*WHAT THE TASK REQUIRES*
Convert the rows below, from the line containing "Field inspection note: the blue" through the last line, into a JSON list of strings with one string per line and blank lines left out.

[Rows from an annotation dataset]

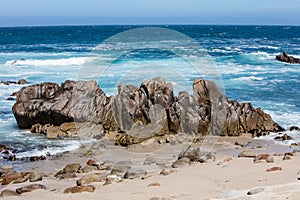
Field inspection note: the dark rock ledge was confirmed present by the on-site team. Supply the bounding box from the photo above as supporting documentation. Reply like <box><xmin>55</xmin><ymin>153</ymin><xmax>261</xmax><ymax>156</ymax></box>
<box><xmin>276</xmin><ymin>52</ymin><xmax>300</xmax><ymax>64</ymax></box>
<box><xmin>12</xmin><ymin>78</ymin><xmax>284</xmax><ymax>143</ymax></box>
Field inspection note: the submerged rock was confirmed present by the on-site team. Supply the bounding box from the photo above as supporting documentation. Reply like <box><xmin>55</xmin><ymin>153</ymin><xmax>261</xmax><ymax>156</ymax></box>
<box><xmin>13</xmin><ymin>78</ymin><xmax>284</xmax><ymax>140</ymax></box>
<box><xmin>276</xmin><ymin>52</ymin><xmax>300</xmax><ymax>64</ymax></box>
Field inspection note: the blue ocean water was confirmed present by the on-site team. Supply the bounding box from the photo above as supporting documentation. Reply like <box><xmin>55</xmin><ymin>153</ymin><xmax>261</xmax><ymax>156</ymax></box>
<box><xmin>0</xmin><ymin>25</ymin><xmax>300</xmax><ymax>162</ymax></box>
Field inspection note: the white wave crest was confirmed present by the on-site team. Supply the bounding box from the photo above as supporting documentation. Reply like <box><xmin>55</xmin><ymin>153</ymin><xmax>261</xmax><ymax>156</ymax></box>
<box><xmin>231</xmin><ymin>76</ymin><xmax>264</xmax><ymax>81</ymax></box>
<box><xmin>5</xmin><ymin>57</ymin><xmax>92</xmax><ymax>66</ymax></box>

*OUTPUT*
[
  "Field inspection note: the blue ocean water was confirmed present by the on-site team. Supply the bounding box from the photo above as supporting documentation. Reply like <box><xmin>55</xmin><ymin>153</ymin><xmax>261</xmax><ymax>156</ymax></box>",
  "<box><xmin>0</xmin><ymin>25</ymin><xmax>300</xmax><ymax>162</ymax></box>",
  "Field inspection note: the white wave crest was confirmed present by the on-site team. Supply the bounding box from the photo above as supporting documentation. Reply like <box><xmin>55</xmin><ymin>153</ymin><xmax>261</xmax><ymax>156</ymax></box>",
  "<box><xmin>231</xmin><ymin>76</ymin><xmax>264</xmax><ymax>81</ymax></box>",
  "<box><xmin>5</xmin><ymin>57</ymin><xmax>92</xmax><ymax>66</ymax></box>"
]